- WRITTEN REQUEST
Reproduce the material below word for word, omitting the pictures.

Object position labeling entries
>>

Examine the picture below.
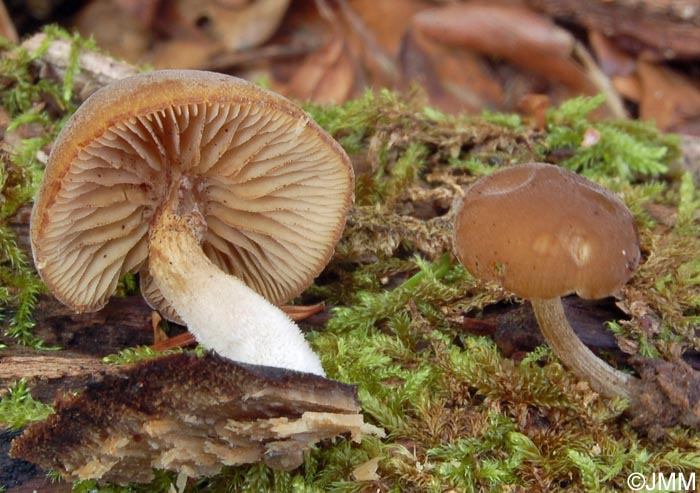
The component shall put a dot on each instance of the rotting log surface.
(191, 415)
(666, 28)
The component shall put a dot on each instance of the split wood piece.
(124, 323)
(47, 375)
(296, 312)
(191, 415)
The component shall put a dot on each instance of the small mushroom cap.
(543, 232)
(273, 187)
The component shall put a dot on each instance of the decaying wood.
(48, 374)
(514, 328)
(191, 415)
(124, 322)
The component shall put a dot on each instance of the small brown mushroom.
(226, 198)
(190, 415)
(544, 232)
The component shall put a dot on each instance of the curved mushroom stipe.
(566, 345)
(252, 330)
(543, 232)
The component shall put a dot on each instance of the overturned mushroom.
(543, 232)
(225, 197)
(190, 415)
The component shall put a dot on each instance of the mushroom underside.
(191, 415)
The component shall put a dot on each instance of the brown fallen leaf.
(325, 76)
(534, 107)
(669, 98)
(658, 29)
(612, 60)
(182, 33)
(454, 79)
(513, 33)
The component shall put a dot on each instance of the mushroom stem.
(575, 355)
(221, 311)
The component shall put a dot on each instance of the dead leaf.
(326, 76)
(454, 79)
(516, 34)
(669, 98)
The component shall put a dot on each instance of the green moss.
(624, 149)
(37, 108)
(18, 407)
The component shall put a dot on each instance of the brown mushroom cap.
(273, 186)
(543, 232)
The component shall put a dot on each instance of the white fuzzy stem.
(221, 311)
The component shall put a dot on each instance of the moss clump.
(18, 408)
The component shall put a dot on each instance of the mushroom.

<<

- OUTPUT FOR THIS EXERCISE
Examine the picture below.
The component shall put a dot on each instance of the rotting log surface.
(191, 415)
(666, 28)
The component shall put a dot on each instance of the split wood piece.
(124, 323)
(47, 375)
(296, 312)
(191, 415)
The component shall put a dot on each instance of the small mushroom cap.
(543, 232)
(273, 187)
The component shall put a dot on each instance of the decaying wood.
(48, 374)
(514, 328)
(191, 415)
(124, 322)
The component shall put a dot on each instance of the small brown mushroom.
(226, 198)
(190, 415)
(544, 232)
The component shall put a dot on each instance of the curved mushroom stipe.
(566, 345)
(252, 330)
(543, 232)
The component shall put a dot on each instance of the overturned mushroom.
(543, 232)
(225, 197)
(190, 415)
The component shall put a dot on each instance of the mushroom underside.
(191, 415)
The component shall put a dot on each instance of the brown fallen leaf.
(325, 76)
(534, 107)
(669, 98)
(658, 29)
(612, 60)
(182, 33)
(454, 79)
(513, 33)
The component shall put a dot on each instance of the mushroom stem.
(575, 355)
(221, 311)
The component shall put a dot on each instance of the dead leaf.
(326, 76)
(454, 79)
(516, 34)
(669, 98)
The component shall put a dot on each instance of the green moss.
(624, 149)
(37, 108)
(18, 407)
The component shall put a dot on each instance of the brown mushroom cap.
(273, 186)
(543, 232)
The component shall put a dot on each instance of the white fuzzy stem.
(221, 311)
The component shall put a dot on each instance of the moss clump.
(18, 408)
The component shall put a dot on each instance of the mushroom.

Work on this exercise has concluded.